──────── DOCUMENT SECTION ────────

The Macarthur region is an area made of the Camden, Campbelltown and Wollondilly Local Government areas and is a formal region with an arbitrary political boundary. Regions come in all shapes and sizes from formal regions with definite boundaries, to geographic regions based on landform types, to regions of the imagination with no real boundaries at all. They are a useful tool to examine communities, and despite falling out of favour with some, still have a place in the popular imagination and provide a useful analytical tool.
Origins of the Macarthur region
The first official use of the term Macarthur as a regional place-name was the proclamation of the new Federal seat of Macarthur in 1949 after the 1948 re-distribution and the Federal House of Representatives was increased from 75 to 122 members. The new seat of Macarthur was named after the colonial wool pioneers John and Elizabeth Macarthur of Camden Park, which according to a recent heritage report from TKD Architects ‘is the most important surviving early colonial estate in Australia and ranks amongst the most historic houses in Australia’. The original land grant to John Macarthur in 1805 took place on the Nepean River floodplain and eventually the familiy’s colonial estate of Camden Park covered parts of what is now the Campbelltown, Camden and Wollondilly LGAs.

──────── EXCERPTED RECORDS ────────

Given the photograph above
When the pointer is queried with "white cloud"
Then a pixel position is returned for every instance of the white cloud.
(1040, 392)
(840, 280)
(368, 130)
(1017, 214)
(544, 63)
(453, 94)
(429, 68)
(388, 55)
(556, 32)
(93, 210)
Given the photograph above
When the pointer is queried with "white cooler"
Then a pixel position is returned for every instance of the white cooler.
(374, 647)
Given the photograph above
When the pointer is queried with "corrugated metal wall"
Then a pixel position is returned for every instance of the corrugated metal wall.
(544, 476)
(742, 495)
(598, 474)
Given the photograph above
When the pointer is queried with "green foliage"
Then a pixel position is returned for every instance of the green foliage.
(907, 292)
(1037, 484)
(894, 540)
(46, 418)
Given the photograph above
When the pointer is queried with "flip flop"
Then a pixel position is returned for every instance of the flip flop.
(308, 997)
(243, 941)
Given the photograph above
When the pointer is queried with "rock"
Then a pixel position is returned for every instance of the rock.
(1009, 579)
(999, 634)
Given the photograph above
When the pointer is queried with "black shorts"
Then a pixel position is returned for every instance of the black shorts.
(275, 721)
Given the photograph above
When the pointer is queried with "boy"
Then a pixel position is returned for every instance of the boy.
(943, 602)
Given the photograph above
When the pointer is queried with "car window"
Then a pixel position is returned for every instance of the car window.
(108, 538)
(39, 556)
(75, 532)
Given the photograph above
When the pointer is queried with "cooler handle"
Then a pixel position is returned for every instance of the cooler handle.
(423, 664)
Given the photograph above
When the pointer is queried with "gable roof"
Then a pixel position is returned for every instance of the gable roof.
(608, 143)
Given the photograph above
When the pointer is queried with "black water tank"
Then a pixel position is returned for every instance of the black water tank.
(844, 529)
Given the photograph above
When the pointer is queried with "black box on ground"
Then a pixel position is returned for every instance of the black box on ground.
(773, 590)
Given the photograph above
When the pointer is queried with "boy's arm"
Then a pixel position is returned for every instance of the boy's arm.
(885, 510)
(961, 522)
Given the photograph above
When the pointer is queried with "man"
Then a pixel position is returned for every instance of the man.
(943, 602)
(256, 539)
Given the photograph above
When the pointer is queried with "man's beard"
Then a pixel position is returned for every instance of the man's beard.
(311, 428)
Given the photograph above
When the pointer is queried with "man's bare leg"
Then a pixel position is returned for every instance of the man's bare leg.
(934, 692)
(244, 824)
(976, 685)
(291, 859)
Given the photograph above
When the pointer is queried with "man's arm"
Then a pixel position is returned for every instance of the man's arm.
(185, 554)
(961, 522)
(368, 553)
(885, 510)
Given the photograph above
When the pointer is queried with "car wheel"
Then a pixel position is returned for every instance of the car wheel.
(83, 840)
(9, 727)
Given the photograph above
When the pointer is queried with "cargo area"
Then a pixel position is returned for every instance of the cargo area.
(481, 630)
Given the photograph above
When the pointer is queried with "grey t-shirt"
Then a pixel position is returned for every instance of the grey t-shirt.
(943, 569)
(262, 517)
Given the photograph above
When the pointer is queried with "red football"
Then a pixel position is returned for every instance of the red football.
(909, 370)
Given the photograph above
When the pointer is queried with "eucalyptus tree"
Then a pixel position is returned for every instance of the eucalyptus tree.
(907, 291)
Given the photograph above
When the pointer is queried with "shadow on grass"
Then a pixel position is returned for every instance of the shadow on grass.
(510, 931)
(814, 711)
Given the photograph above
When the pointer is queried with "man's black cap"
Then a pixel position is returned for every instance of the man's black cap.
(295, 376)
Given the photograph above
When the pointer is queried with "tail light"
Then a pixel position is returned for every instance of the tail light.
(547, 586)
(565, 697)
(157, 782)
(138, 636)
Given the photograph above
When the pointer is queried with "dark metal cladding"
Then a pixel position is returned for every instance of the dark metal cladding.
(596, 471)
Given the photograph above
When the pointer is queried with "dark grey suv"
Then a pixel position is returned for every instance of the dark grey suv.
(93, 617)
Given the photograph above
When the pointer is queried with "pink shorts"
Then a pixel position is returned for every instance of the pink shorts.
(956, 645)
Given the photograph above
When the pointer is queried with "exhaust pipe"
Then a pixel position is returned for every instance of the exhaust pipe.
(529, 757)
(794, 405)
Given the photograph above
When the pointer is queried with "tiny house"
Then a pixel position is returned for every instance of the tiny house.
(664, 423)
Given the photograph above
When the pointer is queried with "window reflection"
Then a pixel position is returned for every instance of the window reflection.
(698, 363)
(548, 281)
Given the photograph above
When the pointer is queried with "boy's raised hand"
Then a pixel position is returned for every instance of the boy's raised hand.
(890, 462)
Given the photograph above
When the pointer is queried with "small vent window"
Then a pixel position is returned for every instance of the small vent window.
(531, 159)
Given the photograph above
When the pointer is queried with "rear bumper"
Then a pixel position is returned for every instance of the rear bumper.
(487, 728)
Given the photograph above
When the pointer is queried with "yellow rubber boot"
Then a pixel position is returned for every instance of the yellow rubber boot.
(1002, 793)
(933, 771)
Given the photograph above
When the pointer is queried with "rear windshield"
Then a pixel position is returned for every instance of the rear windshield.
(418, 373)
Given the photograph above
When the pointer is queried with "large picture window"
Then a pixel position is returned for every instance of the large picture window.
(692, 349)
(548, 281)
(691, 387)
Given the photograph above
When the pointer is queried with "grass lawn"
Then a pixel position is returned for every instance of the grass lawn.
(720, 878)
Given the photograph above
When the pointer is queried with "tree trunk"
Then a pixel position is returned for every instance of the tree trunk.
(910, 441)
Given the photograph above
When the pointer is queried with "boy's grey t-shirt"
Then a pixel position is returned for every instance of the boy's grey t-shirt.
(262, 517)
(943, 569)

────────

### SHORT PROBLEM
Extract the passage from "Origins of the" to "and Wollondilly LGAs." in the text on the Macarthur region, copying it word for word. The rows have no connection to the text on the Macarthur region.

### TASK RESPONSE
Origins of the Macarthur region
The first official use of the term Macarthur as a regional place-name was the proclamation of the new Federal seat of Macarthur in 1949 after the 1948 re-distribution and the Federal House of Representatives was increased from 75 to 122 members. The new seat of Macarthur was named after the colonial wool pioneers John and Elizabeth Macarthur of Camden Park, which according to a recent heritage report from TKD Architects ‘is the most important surviving early colonial estate in Australia and ranks amongst the most historic houses in Australia’. The original land grant to John Macarthur in 1805 took place on the Nepean River floodplain and eventually the familiy’s colonial estate of Camden Park covered parts of what is now the Campbelltown, Camden and Wollondilly LGAs.